* [STORED DATA]
• • • • • • •
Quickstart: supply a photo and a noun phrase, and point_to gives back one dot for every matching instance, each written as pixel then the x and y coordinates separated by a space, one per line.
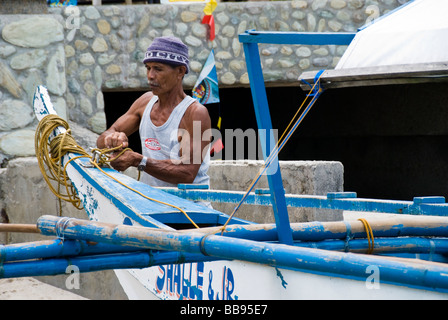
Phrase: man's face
pixel 162 77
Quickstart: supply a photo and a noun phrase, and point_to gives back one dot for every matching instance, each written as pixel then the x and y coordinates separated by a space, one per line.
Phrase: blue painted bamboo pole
pixel 318 231
pixel 267 141
pixel 57 248
pixel 354 266
pixel 141 259
pixel 382 245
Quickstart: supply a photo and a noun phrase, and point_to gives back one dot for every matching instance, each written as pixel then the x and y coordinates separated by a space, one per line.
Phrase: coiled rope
pixel 50 154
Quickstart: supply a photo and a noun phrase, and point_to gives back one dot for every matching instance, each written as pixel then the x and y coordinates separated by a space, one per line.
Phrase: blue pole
pixel 354 266
pixel 91 263
pixel 267 141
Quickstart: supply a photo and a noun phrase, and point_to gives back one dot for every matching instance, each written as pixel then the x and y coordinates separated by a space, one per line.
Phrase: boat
pixel 162 244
• • • • • • •
* [WHAT YOU NEED TO DO] Copy out every line of the entries above verbatim, leaving out the picture.

* [OUTPUT BELOW]
Quickstart: supply a photo and a noun phrase, and point_to gives back one dot for every matching instance, each written as pixel then the x and y coordinates separated by a space, one per line.
Phrase: man's face
pixel 162 77
Quickstart: supply a photo and a noun phrase, and point_to gives back one dot for every matching instance, each written as pixel then the x and y coordinates separated by a space, one per line.
Phrase: blue painted bamboo pole
pixel 318 231
pixel 267 141
pixel 57 248
pixel 354 266
pixel 141 259
pixel 382 245
Quickstart: supply a photo and a noun phrase, and point_to gives back one dot for every matching instance, each written as pixel then the x and y coordinates separated by a space, one per line.
Phrase: coiled rope
pixel 50 154
Quickstart: supply a photo and a noun phrase, and point_to gives back one dot for every matching instance, each written as pixel then the x and y coordinates separated by a space, one per line.
Phrase: blue pole
pixel 354 266
pixel 91 263
pixel 267 141
Quickstart: supply a photo and a noun phrase, and point_to gives back one dot for every matching instance, each written as pixel then the x and y coordinates separated by a space, one per line.
Phrase: boat
pixel 162 244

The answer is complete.